(begin)
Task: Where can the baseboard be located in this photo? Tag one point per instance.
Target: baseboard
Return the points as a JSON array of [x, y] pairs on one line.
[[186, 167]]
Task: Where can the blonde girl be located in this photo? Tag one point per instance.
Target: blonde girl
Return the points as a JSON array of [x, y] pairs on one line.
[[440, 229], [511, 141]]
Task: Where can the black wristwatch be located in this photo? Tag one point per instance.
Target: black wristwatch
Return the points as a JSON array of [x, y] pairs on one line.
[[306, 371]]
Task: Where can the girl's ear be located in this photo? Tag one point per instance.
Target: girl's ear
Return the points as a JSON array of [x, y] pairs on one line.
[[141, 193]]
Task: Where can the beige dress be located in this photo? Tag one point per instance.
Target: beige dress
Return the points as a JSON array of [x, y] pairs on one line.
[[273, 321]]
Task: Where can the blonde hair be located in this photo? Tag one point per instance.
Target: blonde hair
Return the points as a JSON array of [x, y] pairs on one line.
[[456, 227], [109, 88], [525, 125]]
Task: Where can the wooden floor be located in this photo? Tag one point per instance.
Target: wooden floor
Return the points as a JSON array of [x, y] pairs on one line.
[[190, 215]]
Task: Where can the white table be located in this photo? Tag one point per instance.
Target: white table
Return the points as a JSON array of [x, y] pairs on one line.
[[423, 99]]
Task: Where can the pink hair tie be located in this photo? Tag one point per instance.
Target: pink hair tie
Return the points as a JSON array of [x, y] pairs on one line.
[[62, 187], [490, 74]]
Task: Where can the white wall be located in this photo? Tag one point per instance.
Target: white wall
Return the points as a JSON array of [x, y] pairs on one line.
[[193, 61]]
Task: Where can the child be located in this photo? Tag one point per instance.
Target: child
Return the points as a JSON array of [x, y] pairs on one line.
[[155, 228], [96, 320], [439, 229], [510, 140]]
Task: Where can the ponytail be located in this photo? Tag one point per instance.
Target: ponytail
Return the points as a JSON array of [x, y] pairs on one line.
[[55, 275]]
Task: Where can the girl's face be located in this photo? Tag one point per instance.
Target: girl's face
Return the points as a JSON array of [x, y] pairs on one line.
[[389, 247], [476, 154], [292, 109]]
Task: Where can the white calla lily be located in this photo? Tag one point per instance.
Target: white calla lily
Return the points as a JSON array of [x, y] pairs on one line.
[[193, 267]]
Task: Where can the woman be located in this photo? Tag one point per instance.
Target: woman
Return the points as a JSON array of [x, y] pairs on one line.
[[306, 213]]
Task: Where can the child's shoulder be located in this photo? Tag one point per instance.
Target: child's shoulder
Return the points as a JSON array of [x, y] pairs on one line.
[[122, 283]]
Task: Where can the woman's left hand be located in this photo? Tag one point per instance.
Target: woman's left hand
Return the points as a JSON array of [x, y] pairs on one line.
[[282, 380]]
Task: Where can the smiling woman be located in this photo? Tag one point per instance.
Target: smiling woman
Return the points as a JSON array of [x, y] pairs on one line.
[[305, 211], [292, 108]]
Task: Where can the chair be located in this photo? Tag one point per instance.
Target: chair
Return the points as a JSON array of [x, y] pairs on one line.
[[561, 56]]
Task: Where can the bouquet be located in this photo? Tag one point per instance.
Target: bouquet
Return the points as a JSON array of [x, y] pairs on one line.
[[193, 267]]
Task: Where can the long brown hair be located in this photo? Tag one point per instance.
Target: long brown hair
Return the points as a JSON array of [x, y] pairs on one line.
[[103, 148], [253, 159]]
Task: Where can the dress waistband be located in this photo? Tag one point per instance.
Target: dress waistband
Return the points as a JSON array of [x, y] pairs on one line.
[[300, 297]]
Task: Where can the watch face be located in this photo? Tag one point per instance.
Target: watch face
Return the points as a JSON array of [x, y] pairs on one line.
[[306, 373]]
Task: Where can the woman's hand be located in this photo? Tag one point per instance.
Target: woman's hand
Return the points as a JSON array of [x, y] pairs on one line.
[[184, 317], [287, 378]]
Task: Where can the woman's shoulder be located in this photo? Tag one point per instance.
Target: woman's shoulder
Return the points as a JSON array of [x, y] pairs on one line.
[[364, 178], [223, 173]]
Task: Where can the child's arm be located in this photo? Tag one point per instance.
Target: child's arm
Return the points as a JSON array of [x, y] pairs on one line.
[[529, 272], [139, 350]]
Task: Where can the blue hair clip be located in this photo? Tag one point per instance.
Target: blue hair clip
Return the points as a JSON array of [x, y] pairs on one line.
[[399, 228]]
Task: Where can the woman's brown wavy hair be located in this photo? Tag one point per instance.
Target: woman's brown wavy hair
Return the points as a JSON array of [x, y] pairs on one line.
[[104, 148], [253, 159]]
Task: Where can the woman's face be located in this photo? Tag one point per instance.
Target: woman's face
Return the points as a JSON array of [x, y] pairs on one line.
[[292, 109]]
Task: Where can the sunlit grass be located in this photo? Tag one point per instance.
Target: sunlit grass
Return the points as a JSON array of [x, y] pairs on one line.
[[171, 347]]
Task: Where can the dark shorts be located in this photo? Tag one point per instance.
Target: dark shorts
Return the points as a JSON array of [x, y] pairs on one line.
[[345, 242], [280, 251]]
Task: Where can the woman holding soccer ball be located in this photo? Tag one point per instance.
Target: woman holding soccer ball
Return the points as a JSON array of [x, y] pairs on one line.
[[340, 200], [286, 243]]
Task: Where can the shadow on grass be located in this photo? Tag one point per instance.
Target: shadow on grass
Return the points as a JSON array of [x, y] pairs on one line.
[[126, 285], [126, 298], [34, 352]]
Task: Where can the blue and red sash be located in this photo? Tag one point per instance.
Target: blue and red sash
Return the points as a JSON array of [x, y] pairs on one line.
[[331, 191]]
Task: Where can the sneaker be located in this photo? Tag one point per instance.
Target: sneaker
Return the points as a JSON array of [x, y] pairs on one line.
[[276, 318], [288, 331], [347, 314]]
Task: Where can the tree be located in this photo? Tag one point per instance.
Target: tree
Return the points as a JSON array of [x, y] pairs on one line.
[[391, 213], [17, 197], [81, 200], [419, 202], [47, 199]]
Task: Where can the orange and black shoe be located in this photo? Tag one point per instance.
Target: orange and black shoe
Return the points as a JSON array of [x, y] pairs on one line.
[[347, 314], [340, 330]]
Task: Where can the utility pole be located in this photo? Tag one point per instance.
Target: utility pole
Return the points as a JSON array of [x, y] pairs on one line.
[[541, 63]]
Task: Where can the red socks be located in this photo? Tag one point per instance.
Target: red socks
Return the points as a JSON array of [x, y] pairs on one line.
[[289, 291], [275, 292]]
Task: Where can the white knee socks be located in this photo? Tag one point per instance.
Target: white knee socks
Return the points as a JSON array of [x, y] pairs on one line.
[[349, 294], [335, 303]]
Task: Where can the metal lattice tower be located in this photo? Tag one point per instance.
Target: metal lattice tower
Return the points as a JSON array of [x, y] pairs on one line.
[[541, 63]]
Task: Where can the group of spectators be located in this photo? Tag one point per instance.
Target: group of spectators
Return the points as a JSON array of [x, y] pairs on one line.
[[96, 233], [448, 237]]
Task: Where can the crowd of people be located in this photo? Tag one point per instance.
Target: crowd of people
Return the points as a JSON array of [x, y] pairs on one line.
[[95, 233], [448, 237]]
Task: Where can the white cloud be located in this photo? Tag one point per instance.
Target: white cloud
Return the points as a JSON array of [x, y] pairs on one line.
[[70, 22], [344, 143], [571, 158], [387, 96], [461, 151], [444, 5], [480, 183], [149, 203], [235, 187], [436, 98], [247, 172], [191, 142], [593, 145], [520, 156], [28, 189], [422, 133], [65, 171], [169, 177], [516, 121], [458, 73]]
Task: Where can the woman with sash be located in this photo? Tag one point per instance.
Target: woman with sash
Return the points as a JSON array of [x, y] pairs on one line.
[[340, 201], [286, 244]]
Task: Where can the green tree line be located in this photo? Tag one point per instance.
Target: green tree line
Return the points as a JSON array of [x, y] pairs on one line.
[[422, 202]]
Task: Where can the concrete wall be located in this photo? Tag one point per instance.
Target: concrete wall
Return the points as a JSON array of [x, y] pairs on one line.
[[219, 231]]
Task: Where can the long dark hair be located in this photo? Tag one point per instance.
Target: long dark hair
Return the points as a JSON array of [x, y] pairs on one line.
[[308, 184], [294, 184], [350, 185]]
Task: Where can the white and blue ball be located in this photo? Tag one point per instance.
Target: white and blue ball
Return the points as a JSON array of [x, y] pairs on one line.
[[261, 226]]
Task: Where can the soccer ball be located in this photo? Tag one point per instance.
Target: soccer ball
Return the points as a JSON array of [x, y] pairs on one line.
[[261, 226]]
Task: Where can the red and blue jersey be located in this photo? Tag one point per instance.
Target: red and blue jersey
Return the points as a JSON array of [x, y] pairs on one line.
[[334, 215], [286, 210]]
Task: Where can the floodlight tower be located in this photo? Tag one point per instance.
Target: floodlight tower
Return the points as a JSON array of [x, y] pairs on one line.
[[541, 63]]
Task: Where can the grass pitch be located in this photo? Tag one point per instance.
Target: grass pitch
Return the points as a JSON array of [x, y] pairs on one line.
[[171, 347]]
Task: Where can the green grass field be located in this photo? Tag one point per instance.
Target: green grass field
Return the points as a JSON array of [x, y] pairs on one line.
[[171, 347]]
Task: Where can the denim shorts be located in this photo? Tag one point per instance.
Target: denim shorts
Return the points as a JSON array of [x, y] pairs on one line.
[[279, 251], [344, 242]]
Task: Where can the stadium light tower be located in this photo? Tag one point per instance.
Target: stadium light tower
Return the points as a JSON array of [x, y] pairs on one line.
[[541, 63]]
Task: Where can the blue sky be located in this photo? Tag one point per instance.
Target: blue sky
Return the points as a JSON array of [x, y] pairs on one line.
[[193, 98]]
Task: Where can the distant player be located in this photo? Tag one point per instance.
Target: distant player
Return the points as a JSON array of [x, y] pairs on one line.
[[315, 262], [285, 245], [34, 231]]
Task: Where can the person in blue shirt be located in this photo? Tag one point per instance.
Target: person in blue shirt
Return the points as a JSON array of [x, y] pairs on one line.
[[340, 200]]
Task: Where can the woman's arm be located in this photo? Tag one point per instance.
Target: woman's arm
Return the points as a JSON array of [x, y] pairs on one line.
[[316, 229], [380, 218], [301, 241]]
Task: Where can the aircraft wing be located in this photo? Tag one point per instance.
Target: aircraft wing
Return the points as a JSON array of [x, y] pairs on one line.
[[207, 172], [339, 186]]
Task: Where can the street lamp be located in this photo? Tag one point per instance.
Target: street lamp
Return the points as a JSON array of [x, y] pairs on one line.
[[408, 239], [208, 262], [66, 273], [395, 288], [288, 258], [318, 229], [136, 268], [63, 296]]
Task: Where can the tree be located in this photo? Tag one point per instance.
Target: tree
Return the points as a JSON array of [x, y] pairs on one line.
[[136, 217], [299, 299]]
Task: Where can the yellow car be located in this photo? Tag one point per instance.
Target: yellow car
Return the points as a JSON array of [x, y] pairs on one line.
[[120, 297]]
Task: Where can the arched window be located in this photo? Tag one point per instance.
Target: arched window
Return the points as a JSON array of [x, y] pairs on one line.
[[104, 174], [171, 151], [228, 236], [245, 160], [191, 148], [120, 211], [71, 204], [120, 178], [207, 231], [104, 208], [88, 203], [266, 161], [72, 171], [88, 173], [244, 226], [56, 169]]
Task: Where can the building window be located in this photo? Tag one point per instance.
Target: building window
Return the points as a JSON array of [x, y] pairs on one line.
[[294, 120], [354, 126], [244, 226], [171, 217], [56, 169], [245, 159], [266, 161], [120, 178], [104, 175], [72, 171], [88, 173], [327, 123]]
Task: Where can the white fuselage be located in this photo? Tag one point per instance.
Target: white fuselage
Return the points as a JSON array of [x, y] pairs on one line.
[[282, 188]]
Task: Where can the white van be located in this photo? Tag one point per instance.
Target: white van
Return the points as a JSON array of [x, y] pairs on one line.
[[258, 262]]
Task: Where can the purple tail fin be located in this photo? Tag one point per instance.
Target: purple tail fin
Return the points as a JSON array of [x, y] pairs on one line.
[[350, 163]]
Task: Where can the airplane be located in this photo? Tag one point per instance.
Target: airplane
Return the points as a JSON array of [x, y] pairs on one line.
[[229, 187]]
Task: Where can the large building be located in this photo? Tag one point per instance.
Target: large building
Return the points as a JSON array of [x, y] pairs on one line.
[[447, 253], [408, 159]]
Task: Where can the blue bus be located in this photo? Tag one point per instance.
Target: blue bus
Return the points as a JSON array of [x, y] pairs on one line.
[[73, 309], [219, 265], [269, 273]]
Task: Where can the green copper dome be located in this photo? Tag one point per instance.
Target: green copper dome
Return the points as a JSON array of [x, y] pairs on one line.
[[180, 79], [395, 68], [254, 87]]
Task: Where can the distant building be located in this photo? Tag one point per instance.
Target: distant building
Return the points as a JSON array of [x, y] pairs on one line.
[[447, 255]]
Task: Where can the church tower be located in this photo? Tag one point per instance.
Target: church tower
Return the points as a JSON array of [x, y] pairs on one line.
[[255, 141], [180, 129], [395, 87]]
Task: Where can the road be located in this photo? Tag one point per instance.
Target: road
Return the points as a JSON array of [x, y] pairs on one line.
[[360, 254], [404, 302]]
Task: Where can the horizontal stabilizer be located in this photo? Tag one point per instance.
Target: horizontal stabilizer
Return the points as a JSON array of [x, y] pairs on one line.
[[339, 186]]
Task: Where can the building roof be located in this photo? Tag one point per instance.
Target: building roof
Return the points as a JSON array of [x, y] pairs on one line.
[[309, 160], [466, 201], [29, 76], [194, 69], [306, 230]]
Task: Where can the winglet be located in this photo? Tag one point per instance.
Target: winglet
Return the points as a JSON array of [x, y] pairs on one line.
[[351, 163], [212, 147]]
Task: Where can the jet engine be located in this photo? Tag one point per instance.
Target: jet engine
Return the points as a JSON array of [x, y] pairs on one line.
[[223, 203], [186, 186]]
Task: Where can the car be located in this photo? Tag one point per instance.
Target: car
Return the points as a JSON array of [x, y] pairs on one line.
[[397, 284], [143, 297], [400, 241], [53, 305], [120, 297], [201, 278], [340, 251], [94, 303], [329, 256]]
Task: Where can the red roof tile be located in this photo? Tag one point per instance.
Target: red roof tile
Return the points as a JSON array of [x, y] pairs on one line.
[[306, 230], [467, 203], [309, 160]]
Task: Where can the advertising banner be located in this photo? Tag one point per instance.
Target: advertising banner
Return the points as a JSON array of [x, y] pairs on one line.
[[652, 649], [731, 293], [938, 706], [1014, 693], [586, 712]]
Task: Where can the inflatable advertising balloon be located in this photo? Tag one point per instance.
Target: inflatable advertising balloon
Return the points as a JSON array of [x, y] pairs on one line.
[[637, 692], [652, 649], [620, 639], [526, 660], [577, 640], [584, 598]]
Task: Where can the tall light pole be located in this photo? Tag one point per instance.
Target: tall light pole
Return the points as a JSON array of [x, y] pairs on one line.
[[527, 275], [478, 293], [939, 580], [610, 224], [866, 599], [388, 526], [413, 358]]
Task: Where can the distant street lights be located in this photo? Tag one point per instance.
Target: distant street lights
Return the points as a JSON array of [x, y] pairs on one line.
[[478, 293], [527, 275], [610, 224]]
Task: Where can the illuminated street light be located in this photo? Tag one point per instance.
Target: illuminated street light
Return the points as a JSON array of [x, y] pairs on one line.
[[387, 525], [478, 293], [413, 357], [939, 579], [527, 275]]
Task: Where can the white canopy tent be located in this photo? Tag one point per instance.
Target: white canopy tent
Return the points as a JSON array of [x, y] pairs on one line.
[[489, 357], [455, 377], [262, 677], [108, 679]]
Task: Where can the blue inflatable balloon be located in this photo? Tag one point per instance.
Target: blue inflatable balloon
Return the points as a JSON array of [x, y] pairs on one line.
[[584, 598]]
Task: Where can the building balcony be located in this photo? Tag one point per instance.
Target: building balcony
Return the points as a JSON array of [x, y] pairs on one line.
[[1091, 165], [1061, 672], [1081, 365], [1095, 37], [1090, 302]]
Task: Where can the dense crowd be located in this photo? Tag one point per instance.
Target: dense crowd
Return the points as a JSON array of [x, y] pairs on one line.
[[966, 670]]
(end)
▶ [The task] Output the entries in the part that opens with the line containing "Task: Where can the building window" and closes with the line containing "[[258, 262]]" as a two-column CSV with the columns task and points. Give one row for each entry, with its text and its answer each in one quoted field and line breaks turned into spaces.

▶ [Correct result]
task,points
"Task: Where can the building window be located in this photo? Tag one point per instance. Target: building window Return the points as a JSON array of [x, y] pairs on one line.","[[294, 120], [354, 126], [244, 226], [171, 217], [56, 169], [245, 159], [266, 161], [120, 178], [104, 175], [72, 171], [88, 173], [327, 123]]"
"Task: Where can the white fuselage be located in this photo? Tag one point per instance. Target: white fuselage Return the points as a JSON array of [x, y] pairs on one line.","[[282, 188]]"
"Task: Where can the white van be located in this photo? Tag one point per instance. Target: white van Return the points as a JSON array of [x, y] pairs on one line.","[[258, 262]]"